**The request**
In the entries below, convert the lines from the one containing "Would you be able to locate the yellow goalkeeper jersey" through the one containing "<point>344,399</point>", both included, into a JSON list of strings with one string per line. Omit blank lines.
______________________________
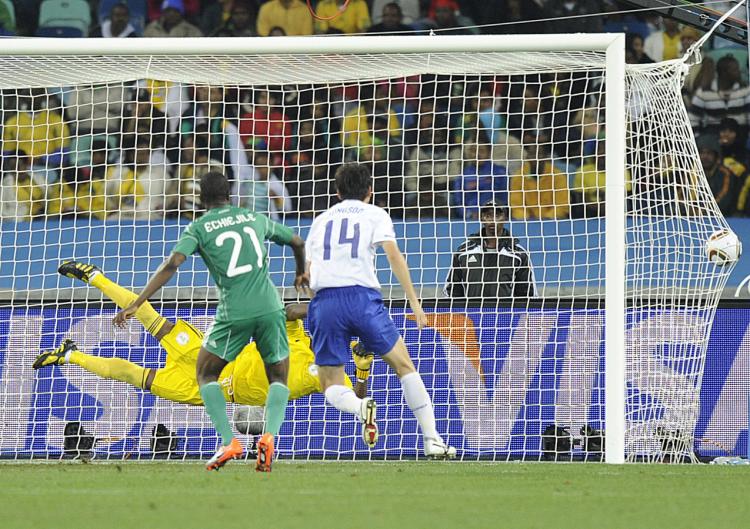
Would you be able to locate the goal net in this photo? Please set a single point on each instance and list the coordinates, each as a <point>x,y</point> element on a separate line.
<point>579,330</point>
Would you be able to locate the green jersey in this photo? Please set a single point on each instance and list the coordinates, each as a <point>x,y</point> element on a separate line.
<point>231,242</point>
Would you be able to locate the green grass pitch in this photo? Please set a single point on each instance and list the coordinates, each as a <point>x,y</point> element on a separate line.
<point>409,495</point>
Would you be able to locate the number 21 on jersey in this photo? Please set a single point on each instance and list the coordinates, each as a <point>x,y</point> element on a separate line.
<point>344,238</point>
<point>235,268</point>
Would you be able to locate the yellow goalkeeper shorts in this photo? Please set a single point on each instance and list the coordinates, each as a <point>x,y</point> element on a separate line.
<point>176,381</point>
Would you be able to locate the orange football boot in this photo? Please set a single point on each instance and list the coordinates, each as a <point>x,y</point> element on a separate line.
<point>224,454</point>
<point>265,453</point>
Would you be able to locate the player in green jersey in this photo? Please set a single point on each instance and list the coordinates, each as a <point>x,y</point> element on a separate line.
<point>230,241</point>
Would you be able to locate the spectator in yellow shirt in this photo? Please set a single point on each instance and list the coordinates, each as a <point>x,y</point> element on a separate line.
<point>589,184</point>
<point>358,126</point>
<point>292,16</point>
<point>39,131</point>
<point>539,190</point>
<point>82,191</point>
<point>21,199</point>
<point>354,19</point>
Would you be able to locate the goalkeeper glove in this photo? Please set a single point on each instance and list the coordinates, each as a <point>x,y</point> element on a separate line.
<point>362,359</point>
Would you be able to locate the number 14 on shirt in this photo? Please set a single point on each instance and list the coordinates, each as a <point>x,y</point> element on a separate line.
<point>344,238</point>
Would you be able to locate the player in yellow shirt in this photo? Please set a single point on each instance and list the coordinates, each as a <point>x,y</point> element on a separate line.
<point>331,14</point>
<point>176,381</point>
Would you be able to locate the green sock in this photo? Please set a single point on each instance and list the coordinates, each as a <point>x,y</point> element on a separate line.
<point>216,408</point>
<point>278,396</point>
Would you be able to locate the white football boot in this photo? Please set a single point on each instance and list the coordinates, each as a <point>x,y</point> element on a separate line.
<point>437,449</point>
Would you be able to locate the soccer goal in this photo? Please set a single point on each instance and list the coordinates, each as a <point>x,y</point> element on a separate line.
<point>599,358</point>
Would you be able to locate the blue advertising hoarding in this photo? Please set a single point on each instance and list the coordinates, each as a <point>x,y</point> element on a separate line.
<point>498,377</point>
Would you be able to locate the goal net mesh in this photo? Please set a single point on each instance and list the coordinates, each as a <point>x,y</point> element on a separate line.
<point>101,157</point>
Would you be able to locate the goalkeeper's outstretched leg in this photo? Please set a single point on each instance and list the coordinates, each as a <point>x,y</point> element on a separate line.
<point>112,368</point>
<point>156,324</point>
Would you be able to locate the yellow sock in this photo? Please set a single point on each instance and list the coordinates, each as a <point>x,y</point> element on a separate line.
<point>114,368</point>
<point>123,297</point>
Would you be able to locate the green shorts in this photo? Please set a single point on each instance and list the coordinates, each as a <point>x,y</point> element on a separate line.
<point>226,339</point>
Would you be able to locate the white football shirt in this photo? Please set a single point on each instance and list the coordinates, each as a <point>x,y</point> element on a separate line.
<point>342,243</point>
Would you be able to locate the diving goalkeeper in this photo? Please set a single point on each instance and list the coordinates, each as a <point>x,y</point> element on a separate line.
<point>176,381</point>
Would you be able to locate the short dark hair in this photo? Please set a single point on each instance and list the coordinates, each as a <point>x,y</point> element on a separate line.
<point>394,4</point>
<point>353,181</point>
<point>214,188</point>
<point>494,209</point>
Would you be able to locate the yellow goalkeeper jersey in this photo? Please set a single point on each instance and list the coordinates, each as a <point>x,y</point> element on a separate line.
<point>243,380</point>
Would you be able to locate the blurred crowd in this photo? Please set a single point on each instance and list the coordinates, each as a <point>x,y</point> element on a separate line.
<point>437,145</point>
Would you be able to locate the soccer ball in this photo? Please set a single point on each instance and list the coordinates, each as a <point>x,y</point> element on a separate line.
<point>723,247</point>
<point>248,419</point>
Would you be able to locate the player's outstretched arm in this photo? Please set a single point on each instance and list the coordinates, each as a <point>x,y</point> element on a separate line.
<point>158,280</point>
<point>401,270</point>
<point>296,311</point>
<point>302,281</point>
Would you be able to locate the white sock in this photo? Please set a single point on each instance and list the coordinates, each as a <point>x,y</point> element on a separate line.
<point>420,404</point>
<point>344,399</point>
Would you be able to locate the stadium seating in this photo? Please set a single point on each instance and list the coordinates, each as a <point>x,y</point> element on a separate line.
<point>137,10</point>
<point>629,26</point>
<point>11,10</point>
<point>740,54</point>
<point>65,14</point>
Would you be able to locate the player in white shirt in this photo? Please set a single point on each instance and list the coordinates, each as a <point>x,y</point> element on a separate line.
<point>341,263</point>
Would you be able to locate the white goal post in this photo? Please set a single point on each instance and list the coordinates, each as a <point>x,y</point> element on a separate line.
______________________________
**Correct response**
[
  "Would you be able to locate the yellow goalkeeper jersey in this photo? Please set a single point on each instance and list the coordinates, each as a <point>x,y</point> element on a separate line.",
  "<point>243,380</point>",
  "Would you be able to locate the blurred crowd in this photo? Please set a single point on each instance and list the coordinates, each as a <point>x,y</point> element on a separate line.",
  "<point>437,145</point>",
  "Would you be able to locate the soccer ball in this photo? Please set a single point on each instance and list the coordinates, each as a <point>x,y</point> element on a separate line.",
  "<point>723,247</point>",
  "<point>248,419</point>",
  "Would you be able to locate the player's outstretched arm in this photo? Please set a single point on each instance and list the coordinates, each as a <point>x,y</point> element on a separate line.",
  "<point>158,280</point>",
  "<point>401,270</point>",
  "<point>296,311</point>",
  "<point>302,281</point>",
  "Would you be able to locate the white sock in this photo? Please set a single point on each instance and list the coordinates, each as a <point>x,y</point> element on a separate line.",
  "<point>420,404</point>",
  "<point>344,399</point>"
]